Write out each record exactly as it stands. No pictures belong in the copy.

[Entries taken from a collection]
-- Opening Marker --
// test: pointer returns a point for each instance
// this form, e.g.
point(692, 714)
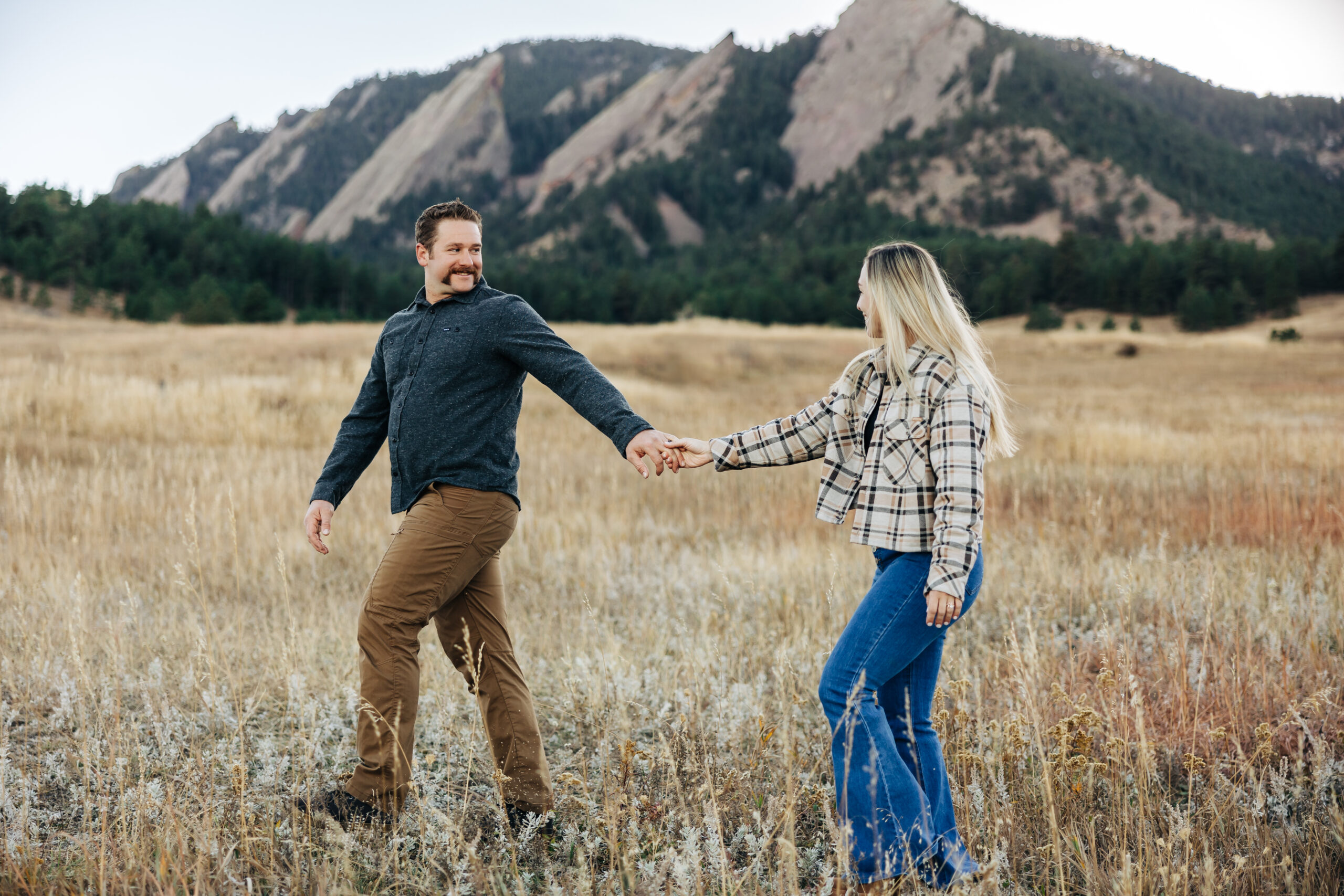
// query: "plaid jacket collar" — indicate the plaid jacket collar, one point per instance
point(870, 397)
-- Closing Marker --
**Finished task:**
// test: pointer returns a point for each instance
// this form, e.g.
point(692, 714)
// query: "plaid jacket collar" — indicate the plaid jacket collar, one point per instance
point(870, 397)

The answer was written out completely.